Exercises:
a - In the text on Argentina's economic risks, what percentage of investors exchanged their defaulted debt for new securities under the restructuring?
b - Condense the paragraph beginning "In December 2001, the Argentine Government declared a moratorium" from the text on Argentina's economic risks into a short bulleted list that retains its main facts.
c - Extend the text on Argentina's economic risks, starting after the paragraph about the prepayment of the International Monetary Fund debt.

Provided text:
——

If Argentina experiences another recession or crisis, this may have a material adverse effect on our business and our financial condition.
The Argentine economy could be adversely affected by local political developments.
During 2011, presidential, congressional, and gubernatorial elections are all scheduled to take place in Argentina. In recent presidential elections, the Argentine securities markets have experienced volatility that has been attributed to uncertainty regarding the new government's economic policy. In addition, congressional and local gubernatorial races may result in changes to fiscal and economic regimes and social policies. There are no assurances that uncertainties preceding or resulting from the 2011 elections will not negatively impact the Argentine economy or its securities markets, and as a consequence our financial condition or results of operations.
Argentina's ability to obtain financing from international markets is limited, which may impair its ability to implement reforms and foster economic growth.
In December 2001, the Argentine Government declared a moratorium on a substantial portion of Argentina's public debt (US$ 89.1 billion at the time). After a process of negotiation with the creditors of the Argentine Government, on December 9, 2004 Executive Decree No. 1,735/04 was issued, approving the offer for the restructuring of the defaulted public debt. As a result, 76.15% of investors exchanged their defaulted debt for new securities with a longer term maturity pursuant to the terms of the restructuring. Following such process, the Argentine Government announced the total gross public debt as of December 31, 2005 amounted to approximately US$ 129.2 billion. The decrease was also driven by the fact that the total debt figures since 2005 exclude the debt on securities that were eligible for, but did not participate in, the 2005 exchange offer.
On January 3, 2006, Argentina prepaid its whole outstanding debt to the International Monetary Fund, which amounted to US$ 9.8 billion, using the Central Bank's reserves in excess of the amount necessary to support 100% of the Argentine monetary base.

——

Stored rows
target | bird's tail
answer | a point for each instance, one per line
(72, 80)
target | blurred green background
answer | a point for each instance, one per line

——

Outputs in order:
a - 76.15% of investors.

b -
- December 2001: the Argentine Government declared a moratorium on a substantial portion of its public debt, then US$ 89.1 billion.
- December 9, 2004: after negotiations with creditors, Executive Decree No. 1,735/04 approved the offer to restructure the defaulted debt.
- 76.15% of investors exchanged their defaulted debt for new, longer-term securities.
- The government reported total gross public debt of approximately US$ 129.2 billion as of December 31, 2005.
- Total debt figures since 2005 exclude debt on securities that were eligible for the 2005 exchange offer but did not participate in it.

c -
Additionally, foreign shareholders of several Argentine companies, including public utilities and a group of bondholders that did not participate in the 2005 sovereign debt restructuring, have filed claims totaling approximately US$16.5 billion before the International centre for Settlement of Investment Disputes ("ICSID") alleging that certain government measures were inconsistent with the fair and equitable treatment standards set forth in various bilateral investment treaties to which Argentina is a party. To date, ICSID has rendered several decisions against Argentina requiring the Argentine government to pay approximately US$913 million plus interest in claims and legal fees. Argentina applied for the annulment of these awards under Chapter VII of the ICSID Arbitration Rules. Separately, in relation to the same subject, the UN Commission on International Trade Law ("UNCITRAL") has, as of the date hereof, issued two awards, ordering the Argentine Government to pay US$238 million plus interest and costs. Argentina also sought annulment of these two awards, but during 2010 both motions for annulment were rejected by U.S. federal courts. Furthermore, a group of holders that did not participate in the restructuring of Argentina's public debt has filed an arbitration request before ICSID for the sum of US$ 4.4 billion.
In 2010, the Argentine government began the process of restructuring its public debt, leading it to commence an SEC-registered exchange offer for its untendered debt. Following the restructuring of the defaulted public debt, on April 15, 2010, the Argentine Minister of Economy and Public Finance announced the main terms of the debt exchange being made to the hold-outs of the 2005 exchange offering, which represent 24% of the outstanding debt of Argentina. The results of the April 2010 exchange offer were announced in June 2010 with 66% of the hold-outs having accepted.
In regards to other debt commitments, at the end of 2010, President Fernandez de Kirchner announced a new start in the negotiations to cancel Argentina's debt with the Paris Club. Such debt amounts to approximately US $8 billion. Such negotiation is presently being carried out by the Ministry of Economy and Public Finance and its terms and conditions have not been made public.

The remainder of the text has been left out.